READING PASSAGE:

────────

The Scottish Ten was a five-year project, initiated in 2009, funded by the Scottish Government. It used technology to create accurate digital models of the country's five World Heritage Sites and five other UNESCO World Heritage Sites elsewhere in the world.

History
The Scottish Ten was initiated by the Minister for Culture, External Affairs and the Constitution Michael Russell in early 2009, at the Glasgow School of Art’s Digital Documentation conference. The minister had heard Ben Kacyra, father of the laser scanner and founder of CyArk, speak about his mission to digitally document the 500 most at risk heritage sites across the world over the next five years. The minister found inspiration in this project and discussion began as to how Scotland could be involved. The Scottish Ten was formally announced at the Mount Rushmore National Memorial on 4 July 2009.

About the Scottish Ten
The Scottish Ten project's primary aims were to:
 Record important historical sites for the benefit of future generations in Scotland and overseas
 Share and disseminate Scottish technical expertise and foster international collaboration
 Provide digital media to site managers to better care for the heritage resource
 Recognise international Scottish cultural connections

Led by Historic Scotland and its partner Glasgow School of Art, under their collaborative venture The Centre for Digital Documentation and Visualisation LLP, the Scottish Ten project created digital documentation of the sites for future development of world class and innovative research, education and management.

The project scanned the five UNESCO World Heritage Sites in Scotland. The overseas sites were selected to fulfil Scottish Government International objectives in Australia, China, India, Japan and the United States.

────────

EXERCISE TASK 1: Collect every line in the rows below that contains the string "water", and copy each of those lines in full.

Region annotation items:

────────

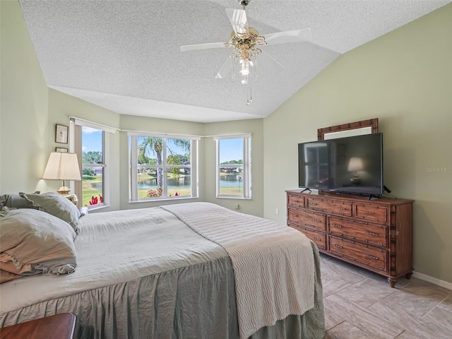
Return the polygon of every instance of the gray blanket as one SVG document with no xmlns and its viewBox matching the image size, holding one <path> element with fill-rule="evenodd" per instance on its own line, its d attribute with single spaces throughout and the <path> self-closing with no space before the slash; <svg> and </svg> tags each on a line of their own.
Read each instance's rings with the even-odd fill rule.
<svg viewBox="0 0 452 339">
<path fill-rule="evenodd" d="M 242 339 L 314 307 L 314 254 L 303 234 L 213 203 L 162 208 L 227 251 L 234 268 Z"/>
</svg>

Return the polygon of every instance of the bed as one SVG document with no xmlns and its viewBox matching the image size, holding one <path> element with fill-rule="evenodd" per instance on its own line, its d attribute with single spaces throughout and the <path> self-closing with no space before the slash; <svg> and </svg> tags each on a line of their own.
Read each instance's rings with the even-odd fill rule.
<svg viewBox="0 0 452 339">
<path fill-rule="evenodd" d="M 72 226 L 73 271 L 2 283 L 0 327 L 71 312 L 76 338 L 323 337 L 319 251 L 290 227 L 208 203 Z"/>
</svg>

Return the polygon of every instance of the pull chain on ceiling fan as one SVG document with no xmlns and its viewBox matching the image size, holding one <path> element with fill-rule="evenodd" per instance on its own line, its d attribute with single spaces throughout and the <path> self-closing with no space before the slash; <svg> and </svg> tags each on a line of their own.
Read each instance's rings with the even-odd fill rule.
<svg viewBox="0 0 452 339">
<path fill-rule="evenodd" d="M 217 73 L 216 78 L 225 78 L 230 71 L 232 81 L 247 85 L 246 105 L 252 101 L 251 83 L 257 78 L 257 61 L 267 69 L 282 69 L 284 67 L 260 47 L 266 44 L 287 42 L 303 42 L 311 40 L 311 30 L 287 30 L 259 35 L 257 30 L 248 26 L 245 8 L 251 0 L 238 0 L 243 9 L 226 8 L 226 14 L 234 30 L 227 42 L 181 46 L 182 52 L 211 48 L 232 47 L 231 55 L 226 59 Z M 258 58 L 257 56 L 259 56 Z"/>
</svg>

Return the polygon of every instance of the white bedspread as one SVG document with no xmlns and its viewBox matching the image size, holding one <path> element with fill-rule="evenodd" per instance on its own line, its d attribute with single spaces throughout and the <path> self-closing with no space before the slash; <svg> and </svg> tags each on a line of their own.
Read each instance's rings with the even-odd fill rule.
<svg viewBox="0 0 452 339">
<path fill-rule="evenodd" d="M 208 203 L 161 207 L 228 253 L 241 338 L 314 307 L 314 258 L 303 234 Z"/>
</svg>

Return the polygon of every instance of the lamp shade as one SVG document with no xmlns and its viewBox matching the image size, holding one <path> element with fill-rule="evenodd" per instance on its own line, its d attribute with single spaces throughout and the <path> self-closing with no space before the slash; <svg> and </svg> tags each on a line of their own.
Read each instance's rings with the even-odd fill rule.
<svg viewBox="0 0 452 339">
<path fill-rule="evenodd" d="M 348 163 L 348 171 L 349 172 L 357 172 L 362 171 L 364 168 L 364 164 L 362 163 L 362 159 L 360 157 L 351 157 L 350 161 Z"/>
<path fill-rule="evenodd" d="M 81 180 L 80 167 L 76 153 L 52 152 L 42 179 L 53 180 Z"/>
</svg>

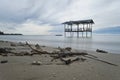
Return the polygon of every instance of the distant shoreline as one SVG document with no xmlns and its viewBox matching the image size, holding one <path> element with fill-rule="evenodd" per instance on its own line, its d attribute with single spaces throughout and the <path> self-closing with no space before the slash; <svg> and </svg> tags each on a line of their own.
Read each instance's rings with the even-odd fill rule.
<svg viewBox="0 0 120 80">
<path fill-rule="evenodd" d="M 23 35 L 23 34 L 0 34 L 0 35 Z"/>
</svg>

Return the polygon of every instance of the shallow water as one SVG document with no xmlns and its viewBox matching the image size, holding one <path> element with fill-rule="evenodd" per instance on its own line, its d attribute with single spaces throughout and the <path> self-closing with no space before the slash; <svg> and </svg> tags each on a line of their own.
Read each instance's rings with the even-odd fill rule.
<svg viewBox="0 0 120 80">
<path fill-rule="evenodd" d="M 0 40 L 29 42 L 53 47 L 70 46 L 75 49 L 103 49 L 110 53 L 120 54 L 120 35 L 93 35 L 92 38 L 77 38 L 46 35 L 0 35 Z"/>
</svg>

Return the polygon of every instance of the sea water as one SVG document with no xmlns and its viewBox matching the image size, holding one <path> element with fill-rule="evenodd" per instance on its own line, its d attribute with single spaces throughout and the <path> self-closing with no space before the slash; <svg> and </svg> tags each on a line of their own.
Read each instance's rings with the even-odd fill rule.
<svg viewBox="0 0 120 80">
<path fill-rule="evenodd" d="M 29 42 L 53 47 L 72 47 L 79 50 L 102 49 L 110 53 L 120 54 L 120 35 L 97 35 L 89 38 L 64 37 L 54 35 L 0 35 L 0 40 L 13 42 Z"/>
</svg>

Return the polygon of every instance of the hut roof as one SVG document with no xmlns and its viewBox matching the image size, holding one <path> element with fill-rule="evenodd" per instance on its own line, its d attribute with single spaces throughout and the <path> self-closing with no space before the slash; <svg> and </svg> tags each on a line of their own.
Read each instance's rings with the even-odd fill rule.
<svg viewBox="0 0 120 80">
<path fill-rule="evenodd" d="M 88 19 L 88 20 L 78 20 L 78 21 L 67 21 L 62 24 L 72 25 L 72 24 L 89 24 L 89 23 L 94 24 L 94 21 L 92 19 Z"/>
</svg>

────────

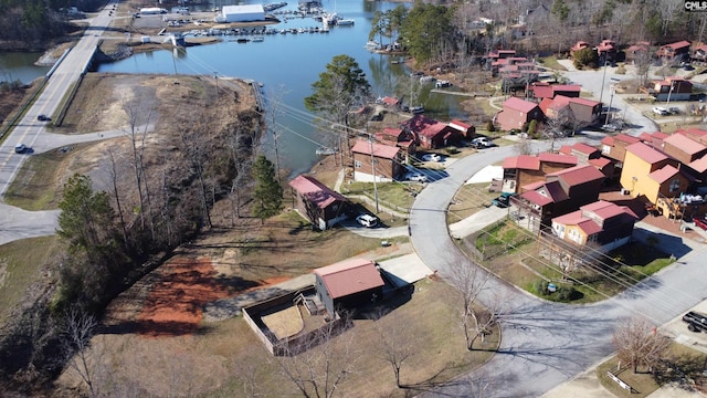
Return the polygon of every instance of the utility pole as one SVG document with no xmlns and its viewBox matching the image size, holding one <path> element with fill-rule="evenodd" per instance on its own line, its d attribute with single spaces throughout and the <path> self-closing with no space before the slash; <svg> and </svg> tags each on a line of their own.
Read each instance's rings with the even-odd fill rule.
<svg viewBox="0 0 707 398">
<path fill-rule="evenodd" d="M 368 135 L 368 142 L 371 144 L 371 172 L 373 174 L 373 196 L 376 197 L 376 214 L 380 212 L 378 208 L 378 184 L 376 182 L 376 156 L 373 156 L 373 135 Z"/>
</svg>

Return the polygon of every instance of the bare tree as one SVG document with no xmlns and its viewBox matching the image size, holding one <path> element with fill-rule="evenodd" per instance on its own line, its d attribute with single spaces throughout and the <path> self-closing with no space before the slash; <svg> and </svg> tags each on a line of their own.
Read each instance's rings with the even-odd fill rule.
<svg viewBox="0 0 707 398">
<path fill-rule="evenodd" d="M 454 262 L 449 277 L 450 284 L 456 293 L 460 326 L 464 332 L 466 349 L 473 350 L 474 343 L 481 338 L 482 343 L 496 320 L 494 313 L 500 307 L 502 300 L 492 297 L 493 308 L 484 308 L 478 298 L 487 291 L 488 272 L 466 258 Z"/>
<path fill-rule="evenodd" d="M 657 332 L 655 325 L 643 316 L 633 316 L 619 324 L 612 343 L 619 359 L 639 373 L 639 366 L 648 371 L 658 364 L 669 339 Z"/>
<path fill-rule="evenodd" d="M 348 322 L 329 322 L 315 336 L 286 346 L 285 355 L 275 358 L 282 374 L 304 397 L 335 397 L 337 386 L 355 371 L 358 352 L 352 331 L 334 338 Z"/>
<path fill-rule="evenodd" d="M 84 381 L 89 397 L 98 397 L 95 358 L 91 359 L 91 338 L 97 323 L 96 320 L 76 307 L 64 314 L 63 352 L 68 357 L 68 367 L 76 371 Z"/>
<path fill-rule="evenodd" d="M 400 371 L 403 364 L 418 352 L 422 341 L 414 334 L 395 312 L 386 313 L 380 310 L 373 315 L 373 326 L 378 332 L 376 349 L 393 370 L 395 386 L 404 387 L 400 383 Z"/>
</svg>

────────

EXERCISE TASK 2:
Answer these questions using the passage on the Scottish Ten above:
(a) Who initiated the Scottish Ten?
(b) Where and on what date was the project formally announced?
(c) In which countries were the overseas sites located?

FULL OUTPUT 1:
Return the polygon of every instance of the shallow water as one SVG document with no xmlns and its viewBox matching the image size, holding one <path> element with fill-rule="evenodd" per instance on its own line, its d attribute with single spaces throughout and the <path> self-closing with no space before the slash; <svg> and </svg> tags each on a line of their own.
Return the polygon of every instance of the sea water as one SVG document with no xmlns and its viewBox matching the image size, holding one <path> element with fill-rule="evenodd" per instance on its own line, its d attribute with single spaces throughout and the <path> self-closing with no space before the slash; <svg> and </svg> tags each on a line of their own.

FULL OUTPUT 2:
(a) Michael Russell, the Minister for Culture, External Affairs and the Constitution.
(b) At the Mount Rushmore National Memorial, on 4 July 2009.
(c) Australia, China, India, Japan and the United States.